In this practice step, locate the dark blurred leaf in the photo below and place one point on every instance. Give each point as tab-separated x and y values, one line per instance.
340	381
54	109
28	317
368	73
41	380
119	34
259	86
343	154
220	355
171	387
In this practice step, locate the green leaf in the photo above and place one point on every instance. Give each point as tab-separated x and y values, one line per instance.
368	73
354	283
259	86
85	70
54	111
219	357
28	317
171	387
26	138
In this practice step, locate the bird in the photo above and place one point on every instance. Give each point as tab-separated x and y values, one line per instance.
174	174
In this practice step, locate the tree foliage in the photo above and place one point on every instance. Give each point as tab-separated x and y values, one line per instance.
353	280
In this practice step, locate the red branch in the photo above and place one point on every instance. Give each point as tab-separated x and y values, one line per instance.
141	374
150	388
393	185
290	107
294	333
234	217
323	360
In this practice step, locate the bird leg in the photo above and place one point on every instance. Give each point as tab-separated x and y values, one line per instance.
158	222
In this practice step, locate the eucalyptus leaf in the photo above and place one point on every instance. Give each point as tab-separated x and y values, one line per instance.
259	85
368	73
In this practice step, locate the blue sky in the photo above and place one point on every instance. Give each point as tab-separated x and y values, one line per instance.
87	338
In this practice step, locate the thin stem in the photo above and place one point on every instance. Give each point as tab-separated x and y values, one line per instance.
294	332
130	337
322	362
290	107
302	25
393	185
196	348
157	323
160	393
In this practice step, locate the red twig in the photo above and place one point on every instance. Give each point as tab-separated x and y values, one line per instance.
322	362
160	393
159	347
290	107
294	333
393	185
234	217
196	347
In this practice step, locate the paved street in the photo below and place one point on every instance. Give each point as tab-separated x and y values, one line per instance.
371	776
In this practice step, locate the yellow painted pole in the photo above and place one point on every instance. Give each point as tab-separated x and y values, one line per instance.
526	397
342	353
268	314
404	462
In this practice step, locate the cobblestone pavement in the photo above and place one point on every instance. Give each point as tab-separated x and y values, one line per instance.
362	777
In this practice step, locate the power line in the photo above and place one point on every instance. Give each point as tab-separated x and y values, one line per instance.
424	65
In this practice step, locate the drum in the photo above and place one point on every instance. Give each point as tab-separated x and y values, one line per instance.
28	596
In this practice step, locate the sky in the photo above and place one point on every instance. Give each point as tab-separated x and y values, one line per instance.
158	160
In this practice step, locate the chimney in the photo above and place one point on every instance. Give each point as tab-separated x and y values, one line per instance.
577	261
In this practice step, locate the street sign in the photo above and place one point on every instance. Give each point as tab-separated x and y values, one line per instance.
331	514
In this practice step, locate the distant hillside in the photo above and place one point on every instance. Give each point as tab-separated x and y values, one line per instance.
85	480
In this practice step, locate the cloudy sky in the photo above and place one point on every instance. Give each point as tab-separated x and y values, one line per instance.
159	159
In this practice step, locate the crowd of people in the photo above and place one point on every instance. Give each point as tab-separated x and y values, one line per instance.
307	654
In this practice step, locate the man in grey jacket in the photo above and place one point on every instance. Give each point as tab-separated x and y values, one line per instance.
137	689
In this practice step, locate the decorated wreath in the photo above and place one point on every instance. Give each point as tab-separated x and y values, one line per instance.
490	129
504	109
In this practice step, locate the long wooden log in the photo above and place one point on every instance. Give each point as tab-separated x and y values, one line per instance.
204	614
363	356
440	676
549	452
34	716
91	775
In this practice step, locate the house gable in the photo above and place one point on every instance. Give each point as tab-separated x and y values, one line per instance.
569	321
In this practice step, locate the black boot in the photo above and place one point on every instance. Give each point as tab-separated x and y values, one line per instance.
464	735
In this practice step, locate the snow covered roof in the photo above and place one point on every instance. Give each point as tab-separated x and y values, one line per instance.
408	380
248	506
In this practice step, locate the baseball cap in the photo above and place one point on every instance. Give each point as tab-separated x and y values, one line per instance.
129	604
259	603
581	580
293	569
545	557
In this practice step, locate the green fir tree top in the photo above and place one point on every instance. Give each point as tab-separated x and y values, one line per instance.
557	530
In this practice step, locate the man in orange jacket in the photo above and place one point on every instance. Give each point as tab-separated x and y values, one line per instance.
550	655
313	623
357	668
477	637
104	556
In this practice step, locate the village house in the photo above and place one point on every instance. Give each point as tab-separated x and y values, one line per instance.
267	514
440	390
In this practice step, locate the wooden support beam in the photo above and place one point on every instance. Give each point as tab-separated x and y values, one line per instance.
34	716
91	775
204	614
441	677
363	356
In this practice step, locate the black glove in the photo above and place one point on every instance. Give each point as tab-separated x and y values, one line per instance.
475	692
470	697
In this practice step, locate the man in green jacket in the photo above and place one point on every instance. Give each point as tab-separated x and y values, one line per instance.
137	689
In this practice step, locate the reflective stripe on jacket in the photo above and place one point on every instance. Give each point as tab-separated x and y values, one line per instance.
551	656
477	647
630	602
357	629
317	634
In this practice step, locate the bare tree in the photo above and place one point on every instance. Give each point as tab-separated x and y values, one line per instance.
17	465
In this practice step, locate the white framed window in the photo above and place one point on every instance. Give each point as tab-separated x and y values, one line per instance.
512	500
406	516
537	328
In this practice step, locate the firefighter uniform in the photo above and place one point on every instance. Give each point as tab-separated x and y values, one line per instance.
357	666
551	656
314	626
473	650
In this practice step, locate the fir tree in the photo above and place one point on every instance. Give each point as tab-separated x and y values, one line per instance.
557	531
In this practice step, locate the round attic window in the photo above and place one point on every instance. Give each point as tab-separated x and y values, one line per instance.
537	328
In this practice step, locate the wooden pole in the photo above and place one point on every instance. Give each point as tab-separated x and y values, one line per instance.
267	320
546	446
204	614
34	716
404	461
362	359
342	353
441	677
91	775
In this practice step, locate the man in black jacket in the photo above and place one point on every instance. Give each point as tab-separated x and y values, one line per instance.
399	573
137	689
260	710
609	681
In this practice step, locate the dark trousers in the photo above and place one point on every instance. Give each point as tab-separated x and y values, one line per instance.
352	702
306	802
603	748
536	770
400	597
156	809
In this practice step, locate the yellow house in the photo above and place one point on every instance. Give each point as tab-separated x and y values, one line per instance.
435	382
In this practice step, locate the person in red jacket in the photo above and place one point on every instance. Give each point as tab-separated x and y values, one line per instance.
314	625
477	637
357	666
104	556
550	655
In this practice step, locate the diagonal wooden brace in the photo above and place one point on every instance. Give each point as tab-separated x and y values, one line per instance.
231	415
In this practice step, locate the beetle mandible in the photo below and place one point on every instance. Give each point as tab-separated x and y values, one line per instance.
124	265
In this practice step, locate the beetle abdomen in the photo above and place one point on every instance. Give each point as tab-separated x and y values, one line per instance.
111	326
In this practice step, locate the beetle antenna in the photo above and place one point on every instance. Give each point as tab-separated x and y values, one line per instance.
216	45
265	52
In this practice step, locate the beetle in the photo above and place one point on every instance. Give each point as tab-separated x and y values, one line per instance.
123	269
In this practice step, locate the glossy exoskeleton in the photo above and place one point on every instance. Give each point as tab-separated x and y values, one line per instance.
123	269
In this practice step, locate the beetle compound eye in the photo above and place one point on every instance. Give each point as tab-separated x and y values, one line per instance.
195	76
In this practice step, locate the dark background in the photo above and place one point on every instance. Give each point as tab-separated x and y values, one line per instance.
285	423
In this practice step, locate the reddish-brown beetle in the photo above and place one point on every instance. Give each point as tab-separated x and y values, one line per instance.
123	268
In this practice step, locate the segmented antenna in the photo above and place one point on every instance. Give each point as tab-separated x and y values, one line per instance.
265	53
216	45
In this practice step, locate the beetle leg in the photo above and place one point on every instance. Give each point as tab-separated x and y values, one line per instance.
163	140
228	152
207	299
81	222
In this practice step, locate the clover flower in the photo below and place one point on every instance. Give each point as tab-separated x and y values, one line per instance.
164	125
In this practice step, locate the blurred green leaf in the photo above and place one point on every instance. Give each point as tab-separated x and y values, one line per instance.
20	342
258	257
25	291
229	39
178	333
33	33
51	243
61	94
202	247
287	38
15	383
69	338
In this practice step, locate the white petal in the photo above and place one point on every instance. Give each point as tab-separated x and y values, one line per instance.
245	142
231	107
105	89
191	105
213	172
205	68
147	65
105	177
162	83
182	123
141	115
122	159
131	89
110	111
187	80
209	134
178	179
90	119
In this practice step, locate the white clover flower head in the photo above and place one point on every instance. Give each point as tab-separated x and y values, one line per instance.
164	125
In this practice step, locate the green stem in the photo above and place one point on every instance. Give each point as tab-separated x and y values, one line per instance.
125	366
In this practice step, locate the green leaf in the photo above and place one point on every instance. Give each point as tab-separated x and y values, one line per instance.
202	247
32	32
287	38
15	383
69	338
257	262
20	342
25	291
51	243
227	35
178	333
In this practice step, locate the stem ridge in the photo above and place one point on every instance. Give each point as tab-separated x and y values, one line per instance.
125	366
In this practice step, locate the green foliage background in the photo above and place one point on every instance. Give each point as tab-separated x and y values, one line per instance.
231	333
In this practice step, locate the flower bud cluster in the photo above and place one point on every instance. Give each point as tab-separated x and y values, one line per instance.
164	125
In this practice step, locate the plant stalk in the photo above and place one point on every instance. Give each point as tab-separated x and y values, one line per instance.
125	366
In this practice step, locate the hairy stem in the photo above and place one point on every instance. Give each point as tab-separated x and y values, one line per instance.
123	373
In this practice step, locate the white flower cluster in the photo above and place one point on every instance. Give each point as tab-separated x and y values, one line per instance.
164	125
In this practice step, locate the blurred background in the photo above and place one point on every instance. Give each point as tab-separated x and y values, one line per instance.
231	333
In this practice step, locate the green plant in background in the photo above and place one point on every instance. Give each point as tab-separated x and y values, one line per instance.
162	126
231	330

============================================================

**EXERCISE**
The required output is the exact sequence of lines from the one containing "In this practice step, locate the flower" through the end of the listing, both endpoints included.

**RIGHT ANSWER**
In this practice step, locate the flower bud cluster in the photo above and place one point on every instance. Give each point as tab-separated x and y values, one line per instance.
164	125
In this practice step, locate the plant stalk in the photo above and place one point on every instance. Give each point as tab-separated x and y values, one line per instance.
125	366
In this practice step, locate the hairy stem in the photo above and place one point on every instance. Give each point as tab-separated x and y values, one line per instance.
123	373
In this practice step, locate the white flower cluster in the photo above and place one point on every instance. Give each point as tab-separated x and y values, one line per instance.
164	125
In this practice step, locate the blurred background in the photo above and place one point on every instance. Give each point as tab-separated x and y values, one line per instance.
231	333
In this practice step, locate the green plant in background in the photo above and place one point on every instance. Give each point as tab-separated x and y values, one line per instance.
162	126
231	330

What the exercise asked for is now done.